┌──

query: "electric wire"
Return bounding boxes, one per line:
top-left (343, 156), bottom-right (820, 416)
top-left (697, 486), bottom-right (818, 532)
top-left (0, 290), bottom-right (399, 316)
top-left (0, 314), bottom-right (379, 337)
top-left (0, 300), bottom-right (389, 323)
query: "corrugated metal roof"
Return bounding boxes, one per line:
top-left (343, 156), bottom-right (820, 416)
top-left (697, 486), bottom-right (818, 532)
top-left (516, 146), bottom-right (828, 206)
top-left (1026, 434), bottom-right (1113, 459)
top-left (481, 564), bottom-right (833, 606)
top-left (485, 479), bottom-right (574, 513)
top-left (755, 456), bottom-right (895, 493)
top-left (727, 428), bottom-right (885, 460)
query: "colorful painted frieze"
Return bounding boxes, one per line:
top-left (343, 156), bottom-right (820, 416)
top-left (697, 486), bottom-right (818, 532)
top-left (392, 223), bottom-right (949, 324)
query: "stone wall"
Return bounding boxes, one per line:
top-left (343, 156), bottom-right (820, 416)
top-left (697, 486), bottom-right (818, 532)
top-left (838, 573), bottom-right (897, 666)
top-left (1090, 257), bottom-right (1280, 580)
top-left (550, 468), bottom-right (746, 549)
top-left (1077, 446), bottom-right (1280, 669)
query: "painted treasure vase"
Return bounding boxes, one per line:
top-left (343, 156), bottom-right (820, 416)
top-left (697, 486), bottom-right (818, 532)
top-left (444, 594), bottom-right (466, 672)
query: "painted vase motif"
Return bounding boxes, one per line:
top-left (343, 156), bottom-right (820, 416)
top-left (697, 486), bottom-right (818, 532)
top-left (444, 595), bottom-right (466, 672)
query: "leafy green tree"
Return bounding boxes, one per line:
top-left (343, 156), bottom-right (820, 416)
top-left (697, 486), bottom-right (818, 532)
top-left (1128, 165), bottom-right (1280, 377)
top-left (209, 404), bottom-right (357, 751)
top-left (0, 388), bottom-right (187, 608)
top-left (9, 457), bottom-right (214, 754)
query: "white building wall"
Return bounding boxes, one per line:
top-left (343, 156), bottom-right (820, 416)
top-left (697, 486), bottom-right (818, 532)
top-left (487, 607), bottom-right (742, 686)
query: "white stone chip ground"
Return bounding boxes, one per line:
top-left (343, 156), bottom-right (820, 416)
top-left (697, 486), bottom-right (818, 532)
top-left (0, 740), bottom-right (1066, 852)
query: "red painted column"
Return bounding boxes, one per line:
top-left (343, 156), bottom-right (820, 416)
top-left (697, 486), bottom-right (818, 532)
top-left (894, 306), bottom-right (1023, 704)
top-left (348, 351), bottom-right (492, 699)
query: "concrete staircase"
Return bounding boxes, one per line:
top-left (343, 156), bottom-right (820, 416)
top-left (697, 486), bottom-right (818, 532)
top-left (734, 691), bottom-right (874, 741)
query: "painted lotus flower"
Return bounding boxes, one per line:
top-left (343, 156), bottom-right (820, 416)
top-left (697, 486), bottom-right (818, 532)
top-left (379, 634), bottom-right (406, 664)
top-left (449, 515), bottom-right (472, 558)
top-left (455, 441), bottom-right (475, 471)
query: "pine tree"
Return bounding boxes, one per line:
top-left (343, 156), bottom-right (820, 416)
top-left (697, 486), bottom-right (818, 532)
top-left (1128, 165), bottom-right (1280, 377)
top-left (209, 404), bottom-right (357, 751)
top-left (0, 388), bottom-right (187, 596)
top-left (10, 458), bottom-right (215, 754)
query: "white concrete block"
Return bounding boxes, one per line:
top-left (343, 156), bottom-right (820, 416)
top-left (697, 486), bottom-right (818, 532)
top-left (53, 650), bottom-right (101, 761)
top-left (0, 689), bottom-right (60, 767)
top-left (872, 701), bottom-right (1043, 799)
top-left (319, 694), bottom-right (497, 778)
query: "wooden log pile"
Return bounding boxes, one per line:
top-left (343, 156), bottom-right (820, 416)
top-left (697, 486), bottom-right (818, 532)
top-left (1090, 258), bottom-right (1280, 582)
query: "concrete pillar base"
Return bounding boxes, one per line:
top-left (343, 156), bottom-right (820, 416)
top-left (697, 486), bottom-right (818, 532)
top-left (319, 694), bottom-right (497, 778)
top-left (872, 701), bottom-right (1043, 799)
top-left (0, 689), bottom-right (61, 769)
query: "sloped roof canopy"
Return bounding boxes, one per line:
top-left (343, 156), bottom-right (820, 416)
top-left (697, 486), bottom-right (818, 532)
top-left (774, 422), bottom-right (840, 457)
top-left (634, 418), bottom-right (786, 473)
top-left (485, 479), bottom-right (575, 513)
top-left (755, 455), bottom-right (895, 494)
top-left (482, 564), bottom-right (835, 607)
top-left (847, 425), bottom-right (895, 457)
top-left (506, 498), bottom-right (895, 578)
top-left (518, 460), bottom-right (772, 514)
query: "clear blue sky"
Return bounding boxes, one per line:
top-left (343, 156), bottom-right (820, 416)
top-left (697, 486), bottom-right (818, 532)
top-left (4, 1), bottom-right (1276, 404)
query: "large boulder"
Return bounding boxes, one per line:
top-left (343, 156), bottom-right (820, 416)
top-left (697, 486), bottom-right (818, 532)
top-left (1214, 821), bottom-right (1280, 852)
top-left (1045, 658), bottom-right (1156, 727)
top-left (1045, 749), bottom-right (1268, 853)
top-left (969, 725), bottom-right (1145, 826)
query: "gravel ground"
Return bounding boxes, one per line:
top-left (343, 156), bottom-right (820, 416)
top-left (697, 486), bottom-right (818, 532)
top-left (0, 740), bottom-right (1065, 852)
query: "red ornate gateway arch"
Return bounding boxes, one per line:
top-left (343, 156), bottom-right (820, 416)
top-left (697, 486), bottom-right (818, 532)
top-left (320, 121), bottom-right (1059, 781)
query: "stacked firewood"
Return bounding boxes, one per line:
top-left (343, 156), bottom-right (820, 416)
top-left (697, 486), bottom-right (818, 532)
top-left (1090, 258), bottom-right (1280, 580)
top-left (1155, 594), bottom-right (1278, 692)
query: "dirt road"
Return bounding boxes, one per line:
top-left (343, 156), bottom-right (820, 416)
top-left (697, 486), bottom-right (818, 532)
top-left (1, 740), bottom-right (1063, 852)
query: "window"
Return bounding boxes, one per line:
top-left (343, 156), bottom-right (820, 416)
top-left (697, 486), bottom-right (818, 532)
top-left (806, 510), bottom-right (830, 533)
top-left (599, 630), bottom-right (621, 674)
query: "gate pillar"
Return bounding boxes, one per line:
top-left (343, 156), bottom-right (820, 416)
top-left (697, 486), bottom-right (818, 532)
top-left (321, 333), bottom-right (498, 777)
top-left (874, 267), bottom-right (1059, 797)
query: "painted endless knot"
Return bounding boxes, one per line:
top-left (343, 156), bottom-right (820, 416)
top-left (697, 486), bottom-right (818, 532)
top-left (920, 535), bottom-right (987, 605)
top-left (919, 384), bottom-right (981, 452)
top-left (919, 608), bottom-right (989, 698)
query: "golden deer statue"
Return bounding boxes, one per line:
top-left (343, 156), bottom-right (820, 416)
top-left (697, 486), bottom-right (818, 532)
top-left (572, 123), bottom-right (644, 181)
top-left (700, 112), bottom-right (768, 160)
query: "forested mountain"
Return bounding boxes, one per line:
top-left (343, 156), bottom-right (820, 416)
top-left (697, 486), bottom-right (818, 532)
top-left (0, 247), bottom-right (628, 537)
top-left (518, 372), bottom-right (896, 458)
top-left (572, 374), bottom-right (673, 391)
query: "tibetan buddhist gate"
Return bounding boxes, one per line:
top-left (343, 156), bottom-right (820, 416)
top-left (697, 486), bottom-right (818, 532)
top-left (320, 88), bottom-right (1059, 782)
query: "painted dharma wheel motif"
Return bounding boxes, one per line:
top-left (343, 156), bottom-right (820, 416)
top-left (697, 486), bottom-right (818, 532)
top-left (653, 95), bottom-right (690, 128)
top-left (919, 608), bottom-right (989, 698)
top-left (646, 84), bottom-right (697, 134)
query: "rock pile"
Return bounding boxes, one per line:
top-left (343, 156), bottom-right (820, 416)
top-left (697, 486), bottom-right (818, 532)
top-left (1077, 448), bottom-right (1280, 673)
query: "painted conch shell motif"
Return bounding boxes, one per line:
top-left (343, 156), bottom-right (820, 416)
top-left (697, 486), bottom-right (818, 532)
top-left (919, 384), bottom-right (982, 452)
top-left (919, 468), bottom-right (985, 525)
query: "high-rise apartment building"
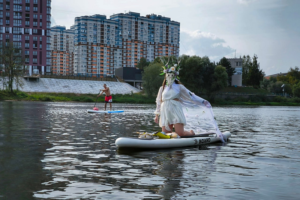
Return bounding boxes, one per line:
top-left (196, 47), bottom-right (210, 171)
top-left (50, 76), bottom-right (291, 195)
top-left (0, 0), bottom-right (51, 75)
top-left (50, 25), bottom-right (75, 75)
top-left (72, 12), bottom-right (180, 77)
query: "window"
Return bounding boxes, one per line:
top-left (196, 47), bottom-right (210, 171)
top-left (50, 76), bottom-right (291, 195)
top-left (40, 36), bottom-right (42, 41)
top-left (13, 35), bottom-right (21, 41)
top-left (33, 7), bottom-right (38, 12)
top-left (25, 35), bottom-right (29, 40)
top-left (25, 50), bottom-right (29, 55)
top-left (33, 36), bottom-right (37, 41)
top-left (13, 27), bottom-right (22, 34)
top-left (6, 20), bottom-right (9, 25)
top-left (47, 15), bottom-right (50, 21)
top-left (25, 20), bottom-right (29, 26)
top-left (33, 29), bottom-right (37, 34)
top-left (47, 7), bottom-right (51, 14)
top-left (40, 22), bottom-right (42, 27)
top-left (25, 43), bottom-right (29, 48)
top-left (33, 58), bottom-right (37, 63)
top-left (39, 44), bottom-right (42, 49)
top-left (33, 21), bottom-right (37, 26)
top-left (33, 14), bottom-right (37, 19)
top-left (33, 0), bottom-right (38, 4)
top-left (6, 12), bottom-right (9, 17)
top-left (25, 28), bottom-right (30, 34)
top-left (13, 19), bottom-right (21, 26)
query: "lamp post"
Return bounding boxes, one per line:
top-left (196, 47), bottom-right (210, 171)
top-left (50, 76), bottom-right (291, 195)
top-left (281, 84), bottom-right (285, 97)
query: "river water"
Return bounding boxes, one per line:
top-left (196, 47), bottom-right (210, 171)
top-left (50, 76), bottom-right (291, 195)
top-left (0, 102), bottom-right (299, 200)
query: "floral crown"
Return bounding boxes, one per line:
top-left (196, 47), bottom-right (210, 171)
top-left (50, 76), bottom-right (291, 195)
top-left (160, 57), bottom-right (181, 77)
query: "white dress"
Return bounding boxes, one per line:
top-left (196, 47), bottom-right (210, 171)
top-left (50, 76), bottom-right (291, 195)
top-left (154, 83), bottom-right (206, 130)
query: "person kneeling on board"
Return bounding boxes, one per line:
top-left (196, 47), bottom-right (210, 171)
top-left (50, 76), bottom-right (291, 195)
top-left (154, 57), bottom-right (225, 142)
top-left (98, 84), bottom-right (112, 111)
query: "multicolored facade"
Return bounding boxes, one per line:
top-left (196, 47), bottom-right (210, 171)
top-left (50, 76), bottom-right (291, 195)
top-left (50, 25), bottom-right (74, 75)
top-left (72, 12), bottom-right (180, 77)
top-left (0, 0), bottom-right (51, 75)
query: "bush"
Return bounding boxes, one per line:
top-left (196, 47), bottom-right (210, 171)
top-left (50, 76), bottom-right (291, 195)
top-left (274, 96), bottom-right (287, 102)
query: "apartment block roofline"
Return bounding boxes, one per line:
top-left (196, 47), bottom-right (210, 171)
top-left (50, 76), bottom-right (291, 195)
top-left (110, 12), bottom-right (180, 25)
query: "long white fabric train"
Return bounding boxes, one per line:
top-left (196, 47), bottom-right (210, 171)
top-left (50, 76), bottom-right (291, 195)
top-left (155, 83), bottom-right (225, 143)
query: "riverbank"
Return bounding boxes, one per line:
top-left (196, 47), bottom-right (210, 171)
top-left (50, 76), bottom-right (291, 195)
top-left (1, 90), bottom-right (300, 106)
top-left (0, 91), bottom-right (155, 104)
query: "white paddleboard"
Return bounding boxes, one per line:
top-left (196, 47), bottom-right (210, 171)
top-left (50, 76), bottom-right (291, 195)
top-left (87, 110), bottom-right (124, 114)
top-left (115, 131), bottom-right (231, 149)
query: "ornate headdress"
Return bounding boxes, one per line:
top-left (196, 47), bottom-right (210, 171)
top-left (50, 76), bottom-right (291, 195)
top-left (160, 57), bottom-right (181, 78)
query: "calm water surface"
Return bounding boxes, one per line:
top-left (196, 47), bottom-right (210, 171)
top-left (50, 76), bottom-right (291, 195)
top-left (0, 102), bottom-right (300, 200)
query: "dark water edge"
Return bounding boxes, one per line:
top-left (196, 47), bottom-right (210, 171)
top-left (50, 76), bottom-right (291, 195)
top-left (0, 102), bottom-right (300, 200)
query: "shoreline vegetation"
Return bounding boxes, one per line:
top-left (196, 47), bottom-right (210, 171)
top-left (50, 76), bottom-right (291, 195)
top-left (1, 90), bottom-right (300, 106)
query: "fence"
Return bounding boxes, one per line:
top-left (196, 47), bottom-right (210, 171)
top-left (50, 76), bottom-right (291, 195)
top-left (39, 75), bottom-right (117, 82)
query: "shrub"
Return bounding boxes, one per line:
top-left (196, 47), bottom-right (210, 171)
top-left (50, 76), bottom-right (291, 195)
top-left (274, 96), bottom-right (287, 102)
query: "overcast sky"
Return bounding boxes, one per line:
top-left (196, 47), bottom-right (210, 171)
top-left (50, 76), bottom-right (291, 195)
top-left (51, 0), bottom-right (300, 75)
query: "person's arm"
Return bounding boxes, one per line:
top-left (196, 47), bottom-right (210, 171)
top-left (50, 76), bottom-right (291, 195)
top-left (97, 89), bottom-right (105, 97)
top-left (154, 87), bottom-right (163, 123)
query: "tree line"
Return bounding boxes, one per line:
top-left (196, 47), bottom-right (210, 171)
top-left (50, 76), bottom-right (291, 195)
top-left (140, 54), bottom-right (264, 101)
top-left (261, 67), bottom-right (300, 97)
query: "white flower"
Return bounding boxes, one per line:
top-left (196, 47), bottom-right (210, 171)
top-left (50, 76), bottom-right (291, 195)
top-left (177, 71), bottom-right (179, 76)
top-left (163, 69), bottom-right (167, 73)
top-left (170, 67), bottom-right (176, 72)
top-left (174, 64), bottom-right (178, 67)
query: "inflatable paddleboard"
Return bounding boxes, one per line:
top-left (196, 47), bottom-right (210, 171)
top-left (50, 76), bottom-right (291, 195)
top-left (115, 131), bottom-right (231, 149)
top-left (87, 110), bottom-right (124, 114)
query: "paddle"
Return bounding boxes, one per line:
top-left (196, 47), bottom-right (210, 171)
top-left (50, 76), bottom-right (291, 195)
top-left (93, 90), bottom-right (102, 111)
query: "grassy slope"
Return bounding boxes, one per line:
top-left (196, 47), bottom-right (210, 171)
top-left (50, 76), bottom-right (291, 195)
top-left (0, 90), bottom-right (156, 104)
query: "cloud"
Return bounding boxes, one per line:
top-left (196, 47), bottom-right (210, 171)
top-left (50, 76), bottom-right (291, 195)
top-left (180, 30), bottom-right (235, 61)
top-left (237, 0), bottom-right (256, 5)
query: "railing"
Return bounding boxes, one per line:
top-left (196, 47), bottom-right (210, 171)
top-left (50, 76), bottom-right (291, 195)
top-left (41, 74), bottom-right (117, 82)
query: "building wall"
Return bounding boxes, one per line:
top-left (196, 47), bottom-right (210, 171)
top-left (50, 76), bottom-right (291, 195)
top-left (72, 12), bottom-right (180, 78)
top-left (50, 25), bottom-right (74, 75)
top-left (227, 58), bottom-right (243, 86)
top-left (0, 0), bottom-right (51, 76)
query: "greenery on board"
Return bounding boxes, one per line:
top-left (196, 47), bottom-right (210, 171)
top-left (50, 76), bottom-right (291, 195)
top-left (261, 67), bottom-right (300, 97)
top-left (0, 42), bottom-right (25, 93)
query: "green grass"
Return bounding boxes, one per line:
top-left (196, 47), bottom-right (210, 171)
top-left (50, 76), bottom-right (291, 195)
top-left (0, 90), bottom-right (156, 104)
top-left (1, 90), bottom-right (300, 106)
top-left (219, 86), bottom-right (271, 95)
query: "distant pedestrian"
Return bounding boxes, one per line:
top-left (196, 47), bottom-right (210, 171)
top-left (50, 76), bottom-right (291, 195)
top-left (98, 84), bottom-right (112, 111)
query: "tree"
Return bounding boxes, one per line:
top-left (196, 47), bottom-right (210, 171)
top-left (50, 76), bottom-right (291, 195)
top-left (277, 67), bottom-right (300, 86)
top-left (136, 57), bottom-right (150, 70)
top-left (293, 82), bottom-right (300, 97)
top-left (218, 57), bottom-right (235, 86)
top-left (0, 42), bottom-right (25, 93)
top-left (206, 65), bottom-right (228, 101)
top-left (242, 55), bottom-right (264, 88)
top-left (142, 62), bottom-right (165, 97)
top-left (180, 55), bottom-right (204, 94)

└──

• The task
Across the entries above, find the lines with the string "painted" and copy them.

• Response
query: "colorful painted frieze"
query: "painted treasure vase"
query: "painted vase motif"
query: "red painted column"
query: "painted lotus flower"
query: "painted endless knot"
query: "painted dharma wheel motif"
query: "painted conch shell motif"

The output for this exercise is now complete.